▶ **Sorular ve Görevler**
a: Zapatista ayaklanmasını anlatan metne göre EZLN'nin silahlı ayaklanması hangi gün başlamıştır?
b: Zapatista ayaklanmasını anlatan metne göre Mario Patrón'un bu yazıyı hangi vesileyle kaleme aldığını bir ila üç cümleyle açıklayınız.
c: Zapatista ayaklanmasını anlatan metni kaldığı yerden sürdürünüz.

═════ Kaynak Metin

La Jornada gazetesinden Mario Patrón, Meksika yerlilerinin, Zapatista Ulusal Kurtuluş Ordusu (EZLN) öncülüğündeki ayaklanmasının 30. yıl dönümü dolayısıyla, bu süreci ve hareketin günümüzdeki durumunu özetle değerlendiren bir yazı kaleme aldı.
Ülke ekonomisi için felaketle sonuçlanacak olan 1994 yılının ilk gününde Meksika, baskıya karşı 500 yıllık bir direniş geçmişi olan yerli toplulukların umutlarını canlandıran devrimci rüzgârlarla sarsılarak uyandı, Güneydoğu dağlarından doğan güçlü bir protesto çabasının Zapatista Ulusal Kurtuluş Ordusu’nun (EZLN) silahlı ayaklanmasında ifadesini bulduğunu gördüler; tam da Kuzey Amerika Serbest Ticaret Anlaşması'nın yürürlüğe girdiği gün, ülkedeki yerli toplulukların dışlanmasını sürdüren güçlerin güncellenmiş bir cisimleşmesi olarak ortaya çıktı. Aradan 30 yıl geçti ve bu mücadele bugüne kadar direnerek devam etti.

══════════
═════ Çıkarılan Kayıtlar

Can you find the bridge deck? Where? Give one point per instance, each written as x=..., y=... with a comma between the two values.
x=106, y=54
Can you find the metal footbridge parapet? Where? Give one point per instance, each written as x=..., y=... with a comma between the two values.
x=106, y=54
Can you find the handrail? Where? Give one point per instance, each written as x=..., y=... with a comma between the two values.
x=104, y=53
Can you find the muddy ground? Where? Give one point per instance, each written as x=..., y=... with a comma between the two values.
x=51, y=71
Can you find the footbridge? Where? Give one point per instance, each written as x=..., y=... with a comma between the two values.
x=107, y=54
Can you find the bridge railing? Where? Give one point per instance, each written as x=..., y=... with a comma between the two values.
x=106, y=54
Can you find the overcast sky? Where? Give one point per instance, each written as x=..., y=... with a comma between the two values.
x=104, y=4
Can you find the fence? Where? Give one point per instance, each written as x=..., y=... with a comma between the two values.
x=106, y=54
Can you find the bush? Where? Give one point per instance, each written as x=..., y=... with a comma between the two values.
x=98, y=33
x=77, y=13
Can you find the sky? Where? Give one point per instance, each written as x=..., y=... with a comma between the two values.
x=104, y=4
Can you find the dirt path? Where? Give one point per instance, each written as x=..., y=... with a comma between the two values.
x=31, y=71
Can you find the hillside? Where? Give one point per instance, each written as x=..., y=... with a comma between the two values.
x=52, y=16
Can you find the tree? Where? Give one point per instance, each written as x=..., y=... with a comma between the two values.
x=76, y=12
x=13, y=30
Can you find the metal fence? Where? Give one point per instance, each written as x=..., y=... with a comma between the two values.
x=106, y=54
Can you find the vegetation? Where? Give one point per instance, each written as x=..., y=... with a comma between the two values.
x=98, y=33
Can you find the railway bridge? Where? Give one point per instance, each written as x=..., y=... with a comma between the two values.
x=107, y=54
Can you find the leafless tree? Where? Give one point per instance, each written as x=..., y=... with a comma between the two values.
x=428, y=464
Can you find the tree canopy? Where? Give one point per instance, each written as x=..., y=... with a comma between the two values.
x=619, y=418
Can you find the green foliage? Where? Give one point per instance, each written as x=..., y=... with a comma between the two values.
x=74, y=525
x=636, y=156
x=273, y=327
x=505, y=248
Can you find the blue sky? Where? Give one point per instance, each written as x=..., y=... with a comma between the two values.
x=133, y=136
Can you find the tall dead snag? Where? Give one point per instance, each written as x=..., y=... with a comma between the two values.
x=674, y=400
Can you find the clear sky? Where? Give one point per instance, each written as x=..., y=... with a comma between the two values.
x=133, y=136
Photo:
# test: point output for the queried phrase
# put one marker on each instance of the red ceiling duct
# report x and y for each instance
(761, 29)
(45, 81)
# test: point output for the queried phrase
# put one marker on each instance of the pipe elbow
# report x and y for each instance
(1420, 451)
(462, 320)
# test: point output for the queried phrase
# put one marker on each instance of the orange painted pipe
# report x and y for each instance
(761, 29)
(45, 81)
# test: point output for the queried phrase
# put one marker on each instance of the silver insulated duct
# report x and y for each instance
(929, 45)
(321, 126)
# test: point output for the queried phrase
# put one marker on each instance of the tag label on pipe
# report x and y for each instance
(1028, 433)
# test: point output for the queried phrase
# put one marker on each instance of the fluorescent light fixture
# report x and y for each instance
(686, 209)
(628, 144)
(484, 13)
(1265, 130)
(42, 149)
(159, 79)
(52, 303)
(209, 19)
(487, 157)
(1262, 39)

══════════

▶ **Yanıtlar**
a: Ayaklanma, 1994 yılının ilk gününde, Kuzey Amerika Serbest Ticaret Anlaşması'nın yürürlüğe girdiği gün başlamıştır.

b: Mario Patrón, yazıyı Meksika yerlilerinin EZLN öncülüğündeki ayaklanmasının 30. yıl dönümü dolayısıyla kaleme almıştır. Yazıda bu süreci ve hareketin günümüzdeki durumunu özetle değerlendirmektedir.

c:
EZLN ayaklanmasından bu yana geçen 30 yıllık tarihi toparlamak hiç de basit değil. Direnişin büyüklüğünün, anlatısının tonunun ve eylemlerinin ağırlığının çeşitli geçişler yaşadığı otuz yıl. Bu 30 yıl boyunca değişmeyen şey, insanların haklarının, özerkliklerinin ve onurlarının tam olarak tanınması için verilen mücadelenin geçerliliğidir. Zengin tarihi; 1994'teki şaşırtıcı silahlı ayaklanma ve Chiapas’ta beş belediye koltuğunun ele geçirilmesi, hükümetle yapılan arabuluculuklar, Zapatista isyancı özerk belediyelerinin (Marez) kurulması, Ulusal Yerli Kongresi'nin oluşturulması, San Andrés, Lacandon Ormanı’nın çok sayıda bildirisi, Zapatista ‘caracoles’ ve iyi yönetim kurullarının oluşturulması, 2006’da Öteki Kampanyası’nın tanıtımı ile sürmektedir; ağlarında yayınlanan güçlü konuşmalar ve açıklamalar, sanatsal festivaller, mücadele eden kadınların uluslararası toplantıları, yerli hükümet konseyinin oluşturulması ve 2018’de Marichuy’un bağımsız ön adaylığı ve Avrupa’da Yaşam Turu ve diğerleri. Özellikle insan hakları gündeminde ve yerli halkların ulusal ve küresel düzeydeki mücadele ve direnişlerinde umut ufuklarına işaret eden eylemler.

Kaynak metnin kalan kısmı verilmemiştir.